** Required work **
Give the material once more, word for word, without any images.

** Data for processing **
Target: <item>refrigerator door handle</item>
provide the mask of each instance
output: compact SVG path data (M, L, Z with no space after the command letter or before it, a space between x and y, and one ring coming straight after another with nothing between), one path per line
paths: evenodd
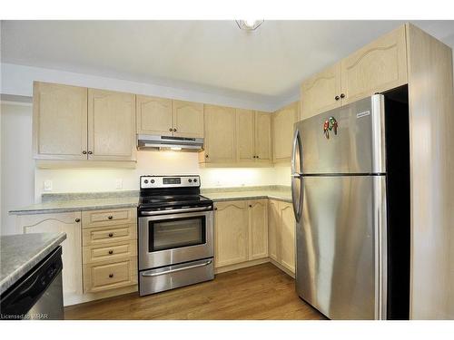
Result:
M300 164L296 164L297 159L296 154L299 152L299 161ZM293 212L295 214L296 222L300 222L301 219L301 210L302 210L302 145L301 145L301 137L300 134L300 131L298 129L295 130L295 133L293 135L293 149L291 153L291 201L293 205ZM297 165L299 165L300 171L297 171ZM299 181L300 191L299 197L296 197L296 181Z

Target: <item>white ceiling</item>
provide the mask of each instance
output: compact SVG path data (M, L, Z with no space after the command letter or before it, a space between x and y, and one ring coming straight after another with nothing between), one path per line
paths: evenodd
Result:
M3 21L3 63L284 102L400 21ZM454 45L454 21L414 22Z

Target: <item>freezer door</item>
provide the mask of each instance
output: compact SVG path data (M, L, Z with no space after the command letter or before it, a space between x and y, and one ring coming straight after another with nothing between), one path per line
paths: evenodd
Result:
M386 318L384 176L305 177L299 296L331 319Z
M381 94L308 118L296 128L305 174L386 172Z

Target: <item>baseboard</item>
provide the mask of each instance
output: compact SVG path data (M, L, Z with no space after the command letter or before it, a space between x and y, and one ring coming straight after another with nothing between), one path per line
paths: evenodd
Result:
M246 261L246 262L237 263L234 265L224 266L219 268L214 268L214 274L221 274L231 270L246 268L248 267L262 265L262 263L267 263L267 262L270 262L270 257L259 258L252 261Z
M280 268L281 271L283 271L288 276L295 278L295 273L293 273L291 270L289 270L288 268L286 268L282 265L281 265L278 262L274 261L272 258L270 258L270 262L272 263L274 266L276 266L278 268Z

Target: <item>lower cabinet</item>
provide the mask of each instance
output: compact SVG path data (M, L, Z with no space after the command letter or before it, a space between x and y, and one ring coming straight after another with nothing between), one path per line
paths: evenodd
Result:
M270 199L268 213L270 257L295 273L295 217L291 203Z
M62 277L64 304L68 305L68 301L83 292L81 212L19 215L16 222L20 234L66 233L66 239L62 243Z
M267 199L217 202L214 267L268 257Z

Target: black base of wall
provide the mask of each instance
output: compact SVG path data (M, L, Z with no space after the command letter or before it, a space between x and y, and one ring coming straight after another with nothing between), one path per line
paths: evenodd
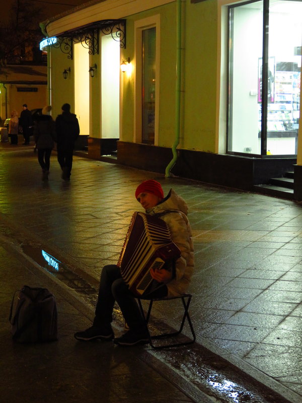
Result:
M119 141L117 162L122 165L165 173L173 158L171 149ZM254 185L269 183L293 170L296 158L256 158L178 150L171 172L183 178L252 190Z
M117 139L95 139L88 138L88 157L99 160L102 156L116 154Z

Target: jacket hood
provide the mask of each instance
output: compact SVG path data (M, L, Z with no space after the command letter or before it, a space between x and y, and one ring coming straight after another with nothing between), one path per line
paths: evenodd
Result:
M187 204L182 197L179 196L173 189L170 189L168 195L159 204L146 210L146 213L153 215L160 214L167 211L180 210L186 216L188 214L188 209Z
M50 115L39 115L35 119L37 122L43 121L43 120L52 120L52 118Z
M77 115L74 113L70 113L70 112L63 112L61 115L59 115L62 117L62 119L65 120L67 123L74 122L75 118L77 117Z

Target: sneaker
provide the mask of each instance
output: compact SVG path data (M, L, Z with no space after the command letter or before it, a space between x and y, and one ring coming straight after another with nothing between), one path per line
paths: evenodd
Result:
M77 340L86 342L95 339L112 340L114 338L114 333L110 324L100 327L92 326L84 331L77 332L74 333L74 337Z
M119 346L135 346L136 344L145 344L149 343L149 338L146 333L135 333L128 330L121 337L114 339L114 344Z

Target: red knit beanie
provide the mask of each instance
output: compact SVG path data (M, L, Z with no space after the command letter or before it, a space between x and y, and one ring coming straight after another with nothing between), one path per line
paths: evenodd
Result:
M143 192L152 193L156 196L158 196L160 198L164 198L164 191L162 185L159 182L154 179L145 180L138 185L135 190L135 198L137 198L139 193Z

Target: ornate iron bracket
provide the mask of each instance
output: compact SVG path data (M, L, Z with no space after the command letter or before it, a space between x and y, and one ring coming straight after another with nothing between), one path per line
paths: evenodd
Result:
M98 54L100 33L111 35L113 39L120 42L120 47L126 49L126 20L105 20L66 31L58 36L58 41L52 46L59 48L71 60L73 43L81 43L89 49L89 54Z
M78 36L74 36L72 40L74 43L81 43L82 46L89 49L89 54L99 54L99 30L94 29L91 32L85 32Z
M58 37L56 43L52 45L57 49L60 48L61 51L67 54L68 59L72 59L72 38L70 37Z
M102 27L101 32L104 35L111 35L113 39L120 42L120 47L126 49L126 20L117 20L114 24Z

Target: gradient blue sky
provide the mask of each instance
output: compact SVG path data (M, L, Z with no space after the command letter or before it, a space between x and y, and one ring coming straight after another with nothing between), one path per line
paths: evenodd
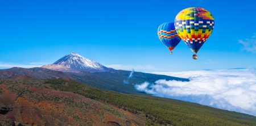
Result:
M107 66L144 72L256 68L255 5L253 0L0 0L0 68L52 63L75 52ZM174 22L189 7L206 9L215 20L196 61L183 41L170 55L156 35L159 24Z

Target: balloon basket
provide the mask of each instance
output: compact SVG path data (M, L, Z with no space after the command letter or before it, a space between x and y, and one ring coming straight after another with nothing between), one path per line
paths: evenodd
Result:
M197 60L197 56L196 54L193 54L192 58L193 58L193 59L194 59L194 60Z

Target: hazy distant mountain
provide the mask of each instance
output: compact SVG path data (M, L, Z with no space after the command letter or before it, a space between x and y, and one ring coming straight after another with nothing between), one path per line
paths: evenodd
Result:
M109 68L96 61L86 58L77 53L72 53L59 59L52 64L42 68L65 72L108 72Z

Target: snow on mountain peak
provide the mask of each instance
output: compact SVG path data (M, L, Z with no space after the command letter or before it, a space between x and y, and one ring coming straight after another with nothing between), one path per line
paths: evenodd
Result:
M43 66L42 68L68 72L99 72L109 70L109 68L103 65L86 58L76 53L67 54L53 64Z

** Reply to the task **
Target: <item>refrigerator door handle</item>
provide the mask of each instance
output: compact SVG path data (M, L, Z with no space after the command letter or before it, a space between x and y, and one ring coming straight after another with nothing between), one path per line
paths: evenodd
Result:
M300 164L296 164L297 159L296 154L299 152L299 161ZM293 212L295 214L296 222L300 222L301 219L301 210L302 210L302 145L301 145L301 137L300 134L300 131L298 129L295 130L295 133L293 135L293 149L291 153L291 201L293 205ZM297 165L299 165L300 171L297 171ZM299 181L300 191L299 197L296 197L296 181Z

Target: <item>white ceiling</item>
provide the mask of each instance
output: compact SVG path data (M, L, Z with no space after the command letter or before it, a space between x and y, and one ring coming straight after another with nothing between), one path per line
paths: evenodd
Result:
M3 21L3 63L284 102L400 21ZM454 45L454 21L414 22Z

Target: <item>freezer door</item>
provide the mask of each instance
output: compact SVG path data (M, L, Z with no space after the command letter or before it, a space between x and y, and one ring coming straight after another with nothing between), one path per line
paths: evenodd
Result:
M386 318L384 176L305 177L299 296L331 319Z
M381 94L308 118L296 128L305 174L386 172Z

Target: <item>baseboard</item>
provide the mask of each instance
output: compact SVG path data (M, L, Z with no space after the command letter or before it, a space between x and y, and one ring coming straight after another with nothing between), one path per line
paths: evenodd
Result:
M246 261L246 262L237 263L234 265L224 266L219 268L214 268L214 274L221 274L231 270L246 268L248 267L262 265L262 263L267 263L267 262L270 262L270 257L259 258L252 261Z
M280 268L281 271L283 271L288 276L295 278L295 273L293 273L291 270L289 270L288 268L286 268L282 265L281 265L278 262L274 261L272 258L270 258L270 262L272 263L274 266L276 266L278 268Z

Target: <item>lower cabinet</item>
provide the mask of each instance
output: compact SVG path data (M, L, Z with no space after the command letter or before it, a space between x and y, and one ring coming straight after another with nothing between), one path per line
paths: evenodd
Result:
M270 199L268 213L270 257L295 273L295 217L291 203Z
M62 277L64 304L68 305L68 301L83 292L81 212L19 215L16 222L20 234L66 233L66 239L62 243Z
M267 199L217 202L214 267L268 257Z

Target: black base of wall
provide the mask of each instance
output: compact SVG path data (M, L, Z with no space after the command letter or before it, a space between x and y, and one ring coming straight after another with nothing between), one path per line
paths: evenodd
Result:
M119 141L117 162L122 165L165 173L173 158L171 149ZM254 185L269 183L293 170L296 158L256 158L178 150L171 172L183 178L252 190Z
M117 139L95 139L88 138L88 157L99 160L102 156L116 154Z

Target: jacket hood
provide the mask of each instance
output: compact SVG path data (M, L, Z with no space after the command letter or before it, a space between x and y, and one ring coming straight after another with nothing between), one path per line
paths: evenodd
Result:
M187 204L182 197L179 196L173 189L170 189L168 195L159 204L146 210L146 213L153 215L160 214L167 211L180 210L186 216L188 214L188 209Z
M50 115L39 115L35 119L37 122L43 121L43 120L52 120L52 118Z
M77 115L74 113L70 113L70 112L63 112L61 115L59 115L62 117L62 119L65 120L67 123L74 122L75 118L77 117Z

Target: sneaker
provide the mask of each instance
output: compact SVG path data (M, L, Z with no space after the command letter or before it, a space between x and y, and one ring coming straight after another with nothing between), one path per line
paths: evenodd
Result:
M77 340L86 342L95 339L112 340L114 338L114 333L110 324L100 327L92 326L84 331L77 332L74 333L74 337Z
M119 346L135 346L136 344L145 344L149 343L149 338L146 333L135 333L128 330L121 337L114 339L114 344Z

Target: red knit beanie
provide the mask of each instance
output: compact SVG path data (M, L, Z with no space after the command letter or before it, a space between x and y, and one ring coming straight after another with nothing between), one path per line
paths: evenodd
Result:
M143 192L152 193L156 196L158 196L160 198L164 198L164 191L162 185L159 182L154 179L145 180L138 185L135 190L135 198L137 198L139 193Z

Target: ornate iron bracket
provide the mask of each instance
output: compact SVG path data (M, L, Z with no space after the command letter or before it, a space between x and y, and one ring coming straight after another with nothing between), one path per line
paths: evenodd
Result:
M98 54L100 33L111 35L113 39L120 42L120 47L126 49L126 20L105 20L66 31L58 36L58 41L52 46L59 48L71 60L73 43L81 43L89 49L89 54Z
M78 36L74 36L72 40L74 43L81 43L82 46L89 49L89 54L99 54L99 30L94 29L91 32L85 32Z
M58 37L56 43L52 45L57 49L60 48L61 51L67 54L68 59L72 59L72 38L70 37Z
M102 27L101 32L104 35L111 35L113 39L120 42L120 47L126 49L126 20L117 20L114 24Z

Target: gradient blue sky
provide the mask of each instance
output: compact SVG path data (M, L, Z with no space after the command letter or before it, a space between x and y, and one ring coming straight after another with nothing between), one path per line
paths: evenodd
Result:
M107 66L144 72L256 68L255 5L253 0L0 0L0 68L52 63L75 52ZM174 22L189 7L206 9L215 20L196 61L183 41L170 55L156 35L159 24Z

Target: balloon basket
provide the mask of each instance
output: compact SVG path data (M, L, Z with no space after the command letter or before it, a space between x and y, and one ring coming straight after another with nothing between), one path per line
paths: evenodd
Result:
M197 60L197 56L196 54L193 54L192 58L193 58L193 59L194 59L194 60Z

Target: hazy distant mountain
provide the mask of each instance
output: compact SVG path data (M, L, Z with no space after the command letter or before it, a space between x and y, and one ring coming straight after another with nothing between), one path per line
paths: evenodd
Result:
M109 68L96 61L86 58L77 53L72 53L59 59L52 64L42 68L65 72L108 72Z

Target: snow on mountain peak
provide the mask of each instance
output: compact SVG path data (M, L, Z with no space after the command letter or before it, a space between x and y, and one ring coming straight after another with nothing between), one path per line
paths: evenodd
Result:
M43 66L42 68L68 72L99 72L109 70L109 68L103 65L86 58L76 53L67 54L53 64Z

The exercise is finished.